• Given task A:
In the forum thread, condense the paragraph beginning "I think the first thing you need to decide" into a short bulleted list that keeps its main facts.
• Given task B:
Reproduce the forum thread word for word from "Anyone have a" up to and including "subtle 'lemony' looper. Thanks.".
#### Page excerpt
# Custard fruit loops



## Mahir

Anyone have a recipe or base for me to work with? I'm trying to make a fruit loops with a more dominant custard and more subtle 'lemony' looper. Thanks.

Reactions: Like 1 | Agree 1


----------



## shaunnadan

That actually sounds pretty good! 

The fruit loops lemon is very prominent and I think custard could cut it down nicely 

@RichJB any ideas ?

Reactions: Like 1 | Agree 1 | Thanks 1


----------



## RichJB

It's an unusual profile, I don't think I've ever seen a cereal with custard. Loops would ordinarily go with milk so you get the Cream Fresh/Vienna/Hazelnut/Meringue/CCI thing going for the cereal milk. If you want a lemony custard, I could be facetious and suggest FA Custard standalone.  

I think the first thing you need to decide is whether you'll try a cereal base like FW Fruit Rings or construct one yourself like Manson did with Graham Clear and Sugar Cookie in Pebbles. If you want an "all in one" base, the trend is to go for FW Fruit Rings and/or Fruity Flakes. However, mixers complain that almost all Fruit Loops flavours are lemon Pledge. If you want one that is less harsh, NicVape's Tootie Frootie is good although Vaperite is out of stock atm and nobody else stocks it afaik.

If you want the "all in one" simple approach, something like skiddlz's Cereally Easy Loops with your custard of choice in place of the Bav Cream? I'd be inclined to construct the profile rather. So custard of choice (Inw or Cap VC1 probably), something like Manson's Graham/SC1 cereal base, lemon of choice (FA Lemon Sicily, Cap Lemon/Lime, JF Lemon Juicy?) and then whatever other fruit accents you fancy. 

FWIW, wh1skeyk1ng reckons that 0.5% FA Lemon Sicily and 2% Flv Lemonade tastes just like Fruit Loops. That's obviously not going to have any cereal texture but maybe you don't want that texture anyway with a custard.
########
#### Data shown
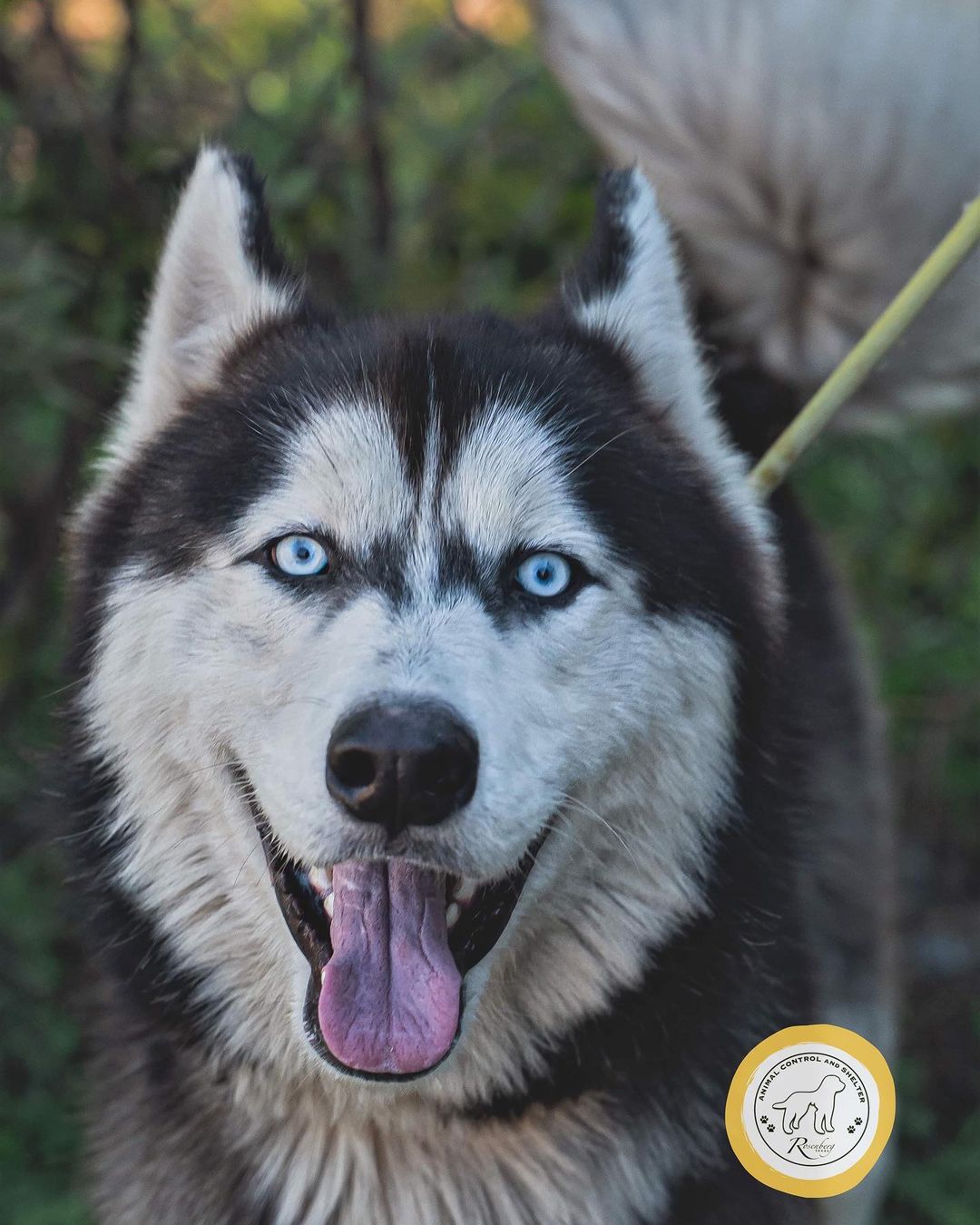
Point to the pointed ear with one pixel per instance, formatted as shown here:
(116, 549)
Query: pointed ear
(218, 276)
(629, 291)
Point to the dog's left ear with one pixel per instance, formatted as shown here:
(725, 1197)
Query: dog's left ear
(220, 275)
(627, 290)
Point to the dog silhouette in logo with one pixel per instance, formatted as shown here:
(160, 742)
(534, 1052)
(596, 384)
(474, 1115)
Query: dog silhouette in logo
(822, 1099)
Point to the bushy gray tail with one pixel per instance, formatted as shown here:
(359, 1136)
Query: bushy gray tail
(808, 153)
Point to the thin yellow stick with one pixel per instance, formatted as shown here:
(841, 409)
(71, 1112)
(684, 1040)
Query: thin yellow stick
(857, 365)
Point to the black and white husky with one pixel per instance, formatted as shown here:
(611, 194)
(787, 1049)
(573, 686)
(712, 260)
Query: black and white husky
(471, 769)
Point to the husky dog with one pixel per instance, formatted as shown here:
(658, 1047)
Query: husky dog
(471, 769)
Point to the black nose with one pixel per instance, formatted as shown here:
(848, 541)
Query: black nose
(401, 765)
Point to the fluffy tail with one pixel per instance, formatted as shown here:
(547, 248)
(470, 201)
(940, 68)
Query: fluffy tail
(808, 153)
########
• Worked solution A:
- First decide whether to use a ready-made cereal base such as FW Fruit Rings or to build one, as Manson did with Graham Clear and Sugar Cookie in Pebbles.
- The usual "all in one" choice is FW Fruit Rings and/or Fruity Flakes, but mixers say almost all Fruit Loops flavors taste like lemon Pledge.
- NicVape's Tootie Frootie is a less harsh option, though Vaperite is currently out of stock and, as far as the writer knows, no one else stocks it.

• Worked solution B:
Anyone have a recipe or base for me to work with? I'm trying to make a fruit loops with a more dominant custard and more subtle 'lemony' looper. Thanks.